→ **Passage provided**:
(begin)

By Erliang Gao, a postdoc based at Lanzhou University
There are many types of meadow ecosystems on the Tibetan Plateau. Among them, alpine meadow, the most common one, is characterized by high plant diversity, and swampy meadow usually occurs around water bodies (e.g. rivers, lakes), and undertakes very important ecosystem functioning, such as water regulation and carbon storage, with relatively lower plant diversity. In recent decades, warming-induced evaporation and anthropogenic drainage have dried up many swampy meadows (16% in our study area) and transformed them into dry alpine meadows (swampy meadow desiccation). In some areas, poorly thought-out land use (mainly overgrazing) further destroyed the alpine meadows and transformed them into species-poor degraded meadows (alpine meadow degradation). A comprehensive understanding of the impacts of these human-induced meadow transformations is a prerequisite for the better conservation and restoration of these unique ecosystems and is our objective in this study.
Main framework and methodology used to explore multi-layered responses of Tibetan meadows to human-mediated transformations. Specifically, the diagram illustrates how the processes of swampy meadow desiccation and alpine meadow degradation impact species diversity and composition, interactions among organisms (ecological networks), and ecosystem functioning at multiple closely-related trophic levels.
To achieve our goal, we surveyed plants, plant-pollinator interactions, and soil microbes, in multiple sites of each type of meadow, and constructed pollination networks and soil microbial networks based on these data. Various indicators representing a range of ecosystem functions were also surveyed.
Our analyses show that, as a result of swampy meadow desiccation, species diversity and interaction complexity increased, both for above-ground plant-pollinator communities and below-ground soil microbial communities.
However, the increased complexity of the system didn’t always contribute to its stability; we found pollination networks became more robust, while soil microbial networks became more vulnerable to species loss as a result of swampy meadow desiccation. In terms of ecosystem functions, we found that the pollination function benefits from increased diversity in resources and the formation of dry soil in alpine meadows, but important below-ground functions (e.g. water regulation and carbon storage) decreased.
When extensive grazing pressure caused alpine meadows to degrade further, above-ground biodiversity and interaction complexity tended to decline. The soil microbes per se remained unchanged but associations among them homogenized; our network analysis suggested that soil microbes with similar characteristics tended to associate with each other. Compared to alpine meadows, ecosystem productivity and pollination function decreased in degraded meadows.

(end)

Collected data:
(begin)

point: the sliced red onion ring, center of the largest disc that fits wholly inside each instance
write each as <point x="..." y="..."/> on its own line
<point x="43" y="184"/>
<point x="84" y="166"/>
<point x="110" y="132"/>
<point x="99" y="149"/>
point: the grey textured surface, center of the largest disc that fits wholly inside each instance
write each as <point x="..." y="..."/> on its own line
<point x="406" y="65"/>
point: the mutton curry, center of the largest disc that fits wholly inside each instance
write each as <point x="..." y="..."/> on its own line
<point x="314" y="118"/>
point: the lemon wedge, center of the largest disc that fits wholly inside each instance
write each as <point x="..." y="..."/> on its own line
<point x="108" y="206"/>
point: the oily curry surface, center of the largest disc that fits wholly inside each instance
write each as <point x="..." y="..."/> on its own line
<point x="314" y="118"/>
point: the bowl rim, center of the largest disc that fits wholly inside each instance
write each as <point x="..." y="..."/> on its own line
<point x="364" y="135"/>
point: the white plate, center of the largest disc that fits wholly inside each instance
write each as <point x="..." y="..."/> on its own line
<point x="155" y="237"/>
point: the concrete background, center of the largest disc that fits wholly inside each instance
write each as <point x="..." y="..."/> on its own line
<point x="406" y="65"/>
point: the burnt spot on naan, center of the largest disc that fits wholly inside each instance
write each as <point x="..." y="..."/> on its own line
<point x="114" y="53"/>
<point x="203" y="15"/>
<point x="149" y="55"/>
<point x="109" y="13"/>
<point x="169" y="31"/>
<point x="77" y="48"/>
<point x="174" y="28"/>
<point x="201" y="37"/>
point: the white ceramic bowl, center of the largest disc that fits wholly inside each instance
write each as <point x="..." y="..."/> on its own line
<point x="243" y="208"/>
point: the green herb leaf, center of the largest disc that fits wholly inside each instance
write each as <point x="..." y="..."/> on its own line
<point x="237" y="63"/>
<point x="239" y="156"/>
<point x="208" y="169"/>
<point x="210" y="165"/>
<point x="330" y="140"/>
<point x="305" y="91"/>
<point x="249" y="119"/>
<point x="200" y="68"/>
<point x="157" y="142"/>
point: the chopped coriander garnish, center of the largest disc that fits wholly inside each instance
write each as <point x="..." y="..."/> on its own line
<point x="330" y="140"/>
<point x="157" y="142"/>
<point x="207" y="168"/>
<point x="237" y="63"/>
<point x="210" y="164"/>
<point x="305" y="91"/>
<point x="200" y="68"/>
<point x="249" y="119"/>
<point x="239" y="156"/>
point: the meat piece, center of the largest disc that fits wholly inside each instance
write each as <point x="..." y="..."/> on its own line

(end)

→ **Problems and tasks**:
**1.** Please retype the section of the text on Tibetan meadows starting at "Our analyses show" and ending at "carbon storage) decreased.".
**2.** According to the text on Tibetan meadows, what percentage of swampy meadows in the study area have dried up?
**3.** Condense the paragraph of the Tibetan meadows text that opens with "When extensive grazing pressure" into a short bulleted list that keeps its main facts.

→ **Solutions per task**:
**1.**
Our analyses show that, as a result of swampy meadow desiccation, species diversity and interaction complexity increased, both for above-ground plant-pollinator communities and below-ground soil microbial communities.
However, the increased complexity of the system didn’t always contribute to its stability; we found pollination networks became more robust, while soil microbial networks became more vulnerable to species loss as a result of swampy meadow desiccation. In terms of ecosystem functions, we found that the pollination function benefits from increased diversity in resources and the formation of dry soil in alpine meadows, but important below-ground functions (e.g. water regulation and carbon storage) decreased.

**2.** 16% of the swampy meadows in the study area have dried up.

**3.**
- Heavy grazing pressure caused alpine meadows to degrade further.
- Above-ground biodiversity and interaction complexity tended to decline.
- Soil microbes themselves remained unchanged, but their associations homogenized, and microbes with similar characteristics tended to associate with each other.
- Compared with alpine meadows, degraded meadows had lower ecosystem productivity and pollination function.